SOURCE DATA:

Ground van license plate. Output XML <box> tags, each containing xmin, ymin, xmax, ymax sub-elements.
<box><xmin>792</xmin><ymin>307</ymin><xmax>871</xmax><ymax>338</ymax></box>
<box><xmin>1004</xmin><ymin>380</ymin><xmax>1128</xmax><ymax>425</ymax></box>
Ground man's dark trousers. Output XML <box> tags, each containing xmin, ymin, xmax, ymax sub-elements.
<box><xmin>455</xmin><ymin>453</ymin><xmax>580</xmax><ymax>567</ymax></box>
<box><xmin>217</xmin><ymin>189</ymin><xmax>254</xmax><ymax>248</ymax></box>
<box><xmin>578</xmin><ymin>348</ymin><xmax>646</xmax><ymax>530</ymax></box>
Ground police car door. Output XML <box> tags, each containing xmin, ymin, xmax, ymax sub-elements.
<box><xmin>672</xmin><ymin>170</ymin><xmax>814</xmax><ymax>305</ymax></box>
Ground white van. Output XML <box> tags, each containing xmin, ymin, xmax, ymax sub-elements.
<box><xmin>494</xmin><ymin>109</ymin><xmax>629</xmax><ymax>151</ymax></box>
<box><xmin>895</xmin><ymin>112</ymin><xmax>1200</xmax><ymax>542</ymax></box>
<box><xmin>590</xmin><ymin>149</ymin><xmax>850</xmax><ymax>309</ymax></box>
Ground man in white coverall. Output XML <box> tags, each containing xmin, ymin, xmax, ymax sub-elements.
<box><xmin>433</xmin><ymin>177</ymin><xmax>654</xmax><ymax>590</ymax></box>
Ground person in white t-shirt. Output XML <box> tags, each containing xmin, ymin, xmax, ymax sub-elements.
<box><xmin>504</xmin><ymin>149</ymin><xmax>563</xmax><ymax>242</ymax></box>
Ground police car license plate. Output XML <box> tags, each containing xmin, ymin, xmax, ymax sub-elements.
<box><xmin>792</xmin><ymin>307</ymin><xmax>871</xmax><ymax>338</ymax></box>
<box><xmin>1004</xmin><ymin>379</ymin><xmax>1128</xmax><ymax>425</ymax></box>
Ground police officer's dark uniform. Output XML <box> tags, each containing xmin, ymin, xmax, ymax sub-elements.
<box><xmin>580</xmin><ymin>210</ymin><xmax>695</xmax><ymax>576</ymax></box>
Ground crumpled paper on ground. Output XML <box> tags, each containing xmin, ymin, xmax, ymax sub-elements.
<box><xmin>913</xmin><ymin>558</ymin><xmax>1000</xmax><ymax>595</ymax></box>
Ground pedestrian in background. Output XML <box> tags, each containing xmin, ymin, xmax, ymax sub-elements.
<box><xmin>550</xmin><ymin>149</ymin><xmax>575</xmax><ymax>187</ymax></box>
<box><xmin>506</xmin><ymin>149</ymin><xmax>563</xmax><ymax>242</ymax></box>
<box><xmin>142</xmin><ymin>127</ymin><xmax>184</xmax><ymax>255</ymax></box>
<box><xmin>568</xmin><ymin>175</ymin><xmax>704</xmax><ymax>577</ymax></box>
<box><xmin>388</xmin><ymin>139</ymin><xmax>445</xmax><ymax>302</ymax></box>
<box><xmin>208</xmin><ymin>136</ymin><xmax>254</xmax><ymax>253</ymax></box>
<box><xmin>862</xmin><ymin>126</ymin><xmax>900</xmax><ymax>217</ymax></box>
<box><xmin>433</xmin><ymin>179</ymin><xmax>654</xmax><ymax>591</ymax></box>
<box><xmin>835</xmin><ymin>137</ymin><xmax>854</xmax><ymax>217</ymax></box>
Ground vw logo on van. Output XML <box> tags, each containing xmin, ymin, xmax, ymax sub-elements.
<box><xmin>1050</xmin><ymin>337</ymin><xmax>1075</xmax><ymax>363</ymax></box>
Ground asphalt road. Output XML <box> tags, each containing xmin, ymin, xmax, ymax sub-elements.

GIVEN REQUEST:
Output the lines above verbatim and in full.

RESULT FOR THIS EXERCISE:
Ground van license plate. Output XML <box> tags, each containing xmin, ymin, xmax, ymax sub-elements.
<box><xmin>792</xmin><ymin>307</ymin><xmax>871</xmax><ymax>338</ymax></box>
<box><xmin>1004</xmin><ymin>380</ymin><xmax>1128</xmax><ymax>425</ymax></box>
Ground man's dark trousers. Output XML <box> tags, each containing xmin, ymin, xmax, ymax sub-elements.
<box><xmin>455</xmin><ymin>453</ymin><xmax>580</xmax><ymax>567</ymax></box>
<box><xmin>217</xmin><ymin>189</ymin><xmax>254</xmax><ymax>248</ymax></box>
<box><xmin>578</xmin><ymin>348</ymin><xmax>646</xmax><ymax>530</ymax></box>
Ground police car door. Output XML <box> tags, each containing xmin, ymin, xmax, ymax sub-elements.
<box><xmin>672</xmin><ymin>170</ymin><xmax>814</xmax><ymax>305</ymax></box>
Ground white van. Output XML <box> tags, each containing xmin, ymin, xmax, ymax sub-elements.
<box><xmin>494</xmin><ymin>109</ymin><xmax>629</xmax><ymax>151</ymax></box>
<box><xmin>895</xmin><ymin>112</ymin><xmax>1200</xmax><ymax>542</ymax></box>
<box><xmin>590</xmin><ymin>149</ymin><xmax>850</xmax><ymax>309</ymax></box>
Ground man in white coverall. Output XML <box> tags, each containing xmin, ymin, xmax, ymax sub-elements.
<box><xmin>433</xmin><ymin>177</ymin><xmax>654</xmax><ymax>590</ymax></box>
Ground person in white t-shirt. Output XML <box> tags, each containing xmin, ymin, xmax, ymax sub-elements.
<box><xmin>504</xmin><ymin>149</ymin><xmax>563</xmax><ymax>242</ymax></box>
Ground police car license plate. Output XML <box> tags, each containing xmin, ymin, xmax, ymax sub-elements.
<box><xmin>792</xmin><ymin>307</ymin><xmax>871</xmax><ymax>338</ymax></box>
<box><xmin>1004</xmin><ymin>379</ymin><xmax>1128</xmax><ymax>425</ymax></box>
Ground police officer's dark uniform. Output XML <box> tags, each containing xmin, ymin, xmax, ymax sub-elements.
<box><xmin>580</xmin><ymin>210</ymin><xmax>695</xmax><ymax>576</ymax></box>
Ground crumpled paper on ground. Output XML <box> tags, each containing xmin, ymin, xmax, ymax sub-elements.
<box><xmin>913</xmin><ymin>558</ymin><xmax>1000</xmax><ymax>595</ymax></box>
Ground pedestrian in background. Output XML <box> tags, each containing xmin, ymin, xmax, ymax sub-elements.
<box><xmin>550</xmin><ymin>149</ymin><xmax>575</xmax><ymax>187</ymax></box>
<box><xmin>506</xmin><ymin>149</ymin><xmax>563</xmax><ymax>242</ymax></box>
<box><xmin>142</xmin><ymin>127</ymin><xmax>184</xmax><ymax>255</ymax></box>
<box><xmin>568</xmin><ymin>175</ymin><xmax>704</xmax><ymax>577</ymax></box>
<box><xmin>388</xmin><ymin>139</ymin><xmax>445</xmax><ymax>302</ymax></box>
<box><xmin>208</xmin><ymin>136</ymin><xmax>254</xmax><ymax>253</ymax></box>
<box><xmin>862</xmin><ymin>126</ymin><xmax>900</xmax><ymax>217</ymax></box>
<box><xmin>433</xmin><ymin>179</ymin><xmax>654</xmax><ymax>591</ymax></box>
<box><xmin>835</xmin><ymin>137</ymin><xmax>854</xmax><ymax>217</ymax></box>
Ground vw logo on van. Output XML <box> tags, each containing xmin, ymin, xmax, ymax sub-elements.
<box><xmin>1050</xmin><ymin>337</ymin><xmax>1075</xmax><ymax>363</ymax></box>
Ground asphalt road. Output XML <box> tags, each containing xmin, ymin, xmax, ymax sub-elements.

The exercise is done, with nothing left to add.